Count how many lines in the records contain the string "rough". Case must match, and give only the number.

> [INPUT]:
=-=-=-=-=

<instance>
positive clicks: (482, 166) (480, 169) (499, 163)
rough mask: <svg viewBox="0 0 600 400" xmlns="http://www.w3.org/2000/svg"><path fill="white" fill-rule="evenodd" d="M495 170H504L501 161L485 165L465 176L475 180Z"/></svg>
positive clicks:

=-=-=-=-=

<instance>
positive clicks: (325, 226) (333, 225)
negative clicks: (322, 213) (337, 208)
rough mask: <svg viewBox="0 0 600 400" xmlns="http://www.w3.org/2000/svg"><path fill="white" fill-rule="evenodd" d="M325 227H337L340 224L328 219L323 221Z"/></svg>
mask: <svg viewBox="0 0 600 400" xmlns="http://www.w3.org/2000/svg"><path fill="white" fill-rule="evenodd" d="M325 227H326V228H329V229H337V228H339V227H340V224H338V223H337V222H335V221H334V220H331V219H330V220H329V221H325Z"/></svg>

=-=-=-=-=

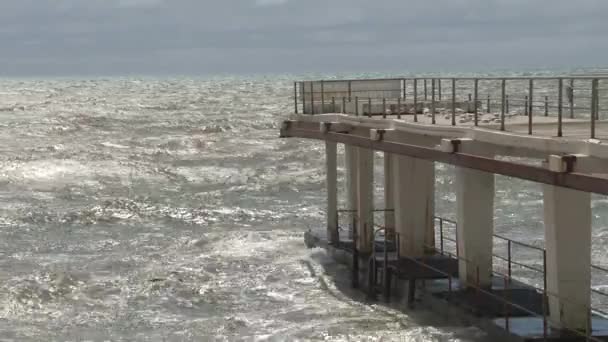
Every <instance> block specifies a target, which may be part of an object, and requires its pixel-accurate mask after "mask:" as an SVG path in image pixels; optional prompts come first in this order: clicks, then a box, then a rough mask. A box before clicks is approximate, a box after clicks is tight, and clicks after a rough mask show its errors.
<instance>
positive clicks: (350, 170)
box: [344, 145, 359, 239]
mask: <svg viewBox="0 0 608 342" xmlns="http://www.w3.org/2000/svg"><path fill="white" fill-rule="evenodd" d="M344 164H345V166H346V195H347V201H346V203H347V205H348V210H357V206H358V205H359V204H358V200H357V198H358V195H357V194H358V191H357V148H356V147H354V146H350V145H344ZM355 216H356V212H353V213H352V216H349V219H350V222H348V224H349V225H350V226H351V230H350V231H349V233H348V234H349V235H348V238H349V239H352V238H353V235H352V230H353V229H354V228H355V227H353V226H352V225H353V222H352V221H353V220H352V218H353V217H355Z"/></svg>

=-=-=-=-=

> [REPLY]:
3